§ **Object point labels**
....
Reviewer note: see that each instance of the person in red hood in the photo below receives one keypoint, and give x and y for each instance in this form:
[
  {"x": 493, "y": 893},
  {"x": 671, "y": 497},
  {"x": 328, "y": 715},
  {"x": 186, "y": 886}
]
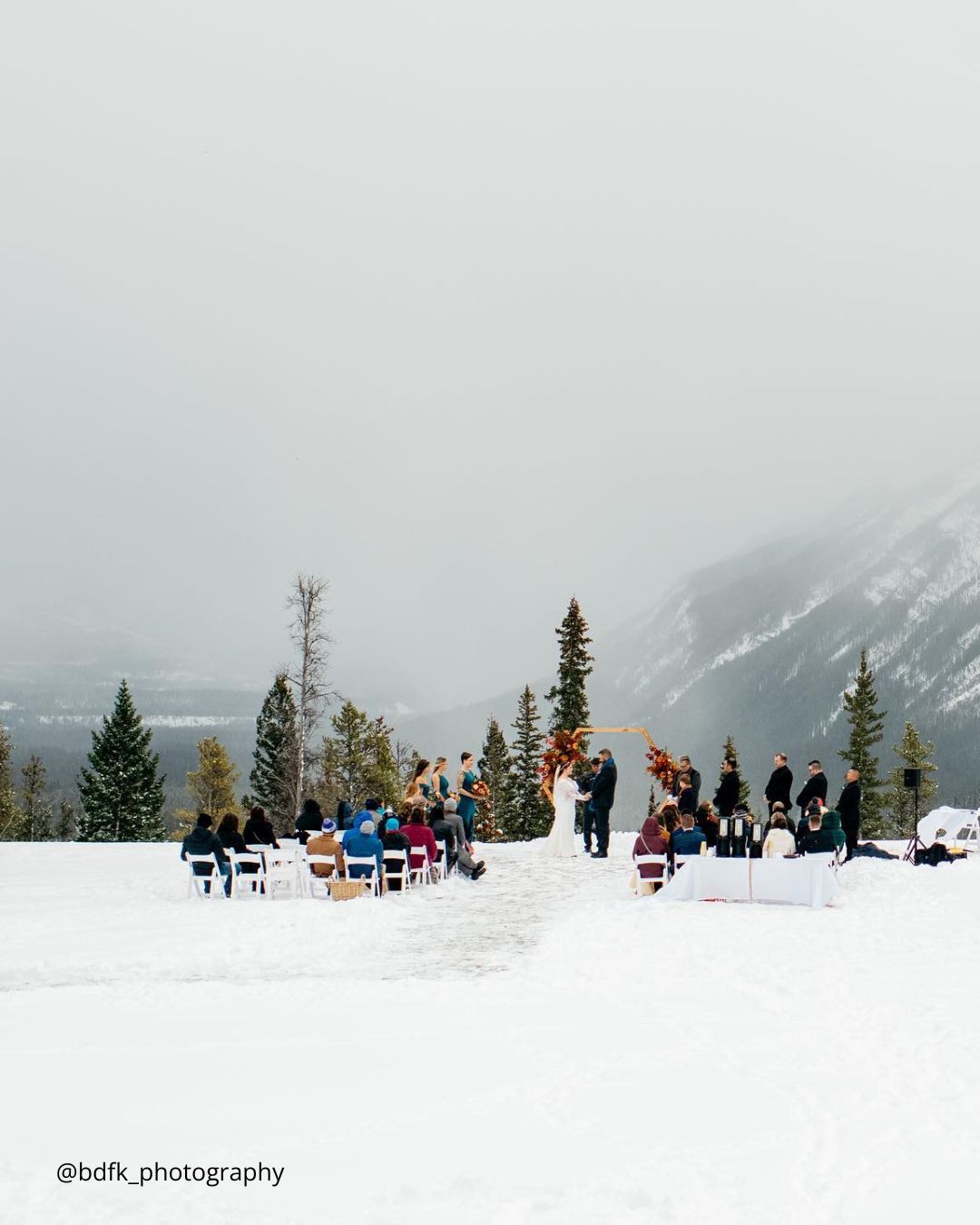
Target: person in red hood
[{"x": 651, "y": 840}]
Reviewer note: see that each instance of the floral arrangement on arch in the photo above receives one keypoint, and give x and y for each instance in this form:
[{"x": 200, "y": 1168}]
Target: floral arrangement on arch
[
  {"x": 662, "y": 766},
  {"x": 563, "y": 750}
]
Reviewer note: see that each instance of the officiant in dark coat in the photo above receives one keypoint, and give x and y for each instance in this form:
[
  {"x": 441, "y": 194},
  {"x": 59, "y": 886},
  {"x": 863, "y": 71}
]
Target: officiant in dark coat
[
  {"x": 849, "y": 806},
  {"x": 779, "y": 788},
  {"x": 815, "y": 789},
  {"x": 603, "y": 794}
]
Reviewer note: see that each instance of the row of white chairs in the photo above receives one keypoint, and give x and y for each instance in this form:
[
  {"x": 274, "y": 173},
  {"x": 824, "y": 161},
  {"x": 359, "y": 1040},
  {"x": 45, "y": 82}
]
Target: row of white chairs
[{"x": 267, "y": 871}]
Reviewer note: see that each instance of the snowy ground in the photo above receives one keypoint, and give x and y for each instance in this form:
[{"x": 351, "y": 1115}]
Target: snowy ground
....
§ **TASK BRIEF**
Substitute "Labeling note" for every "Reviewer note" in all of these lines and give them again with nothing else changed. Leave the pictures out.

§ **FINISHED TASK**
Labeling note: see that each instance of the person in red hood in the photo below receives one keypoint, and give x and y for each instance in this form:
[
  {"x": 493, "y": 893},
  {"x": 671, "y": 497},
  {"x": 328, "y": 715},
  {"x": 186, "y": 886}
]
Target: person in red hood
[{"x": 651, "y": 840}]
Labeling note: see that each instance of the floral arrangement on arch in the photo above receives one keypoint, and give x and y for each instance in this form:
[{"x": 200, "y": 1168}]
Target: floral arrangement on arch
[
  {"x": 662, "y": 766},
  {"x": 563, "y": 750}
]
Labeling note: see that each instance of the officiant in dark coat in the photo above receives one keypoint, and give x and y for each instance in this form:
[
  {"x": 441, "y": 194},
  {"x": 59, "y": 886},
  {"x": 863, "y": 71}
]
Target: officiant in dark coat
[
  {"x": 849, "y": 806},
  {"x": 779, "y": 788},
  {"x": 815, "y": 789},
  {"x": 603, "y": 794}
]
Labeling note: see that each instance of the row of white chairs in the photo above receives one keypoint, and give x and y for each instance in this form:
[
  {"x": 274, "y": 173},
  {"x": 824, "y": 161},
  {"x": 359, "y": 1040},
  {"x": 45, "y": 82}
]
Target: row of white chairs
[{"x": 267, "y": 871}]
Labeling note: see that each instance of the snowy ground in the photo above receives one keypoint, and give x and y for each instance in this form:
[{"x": 351, "y": 1115}]
Target: snowy ground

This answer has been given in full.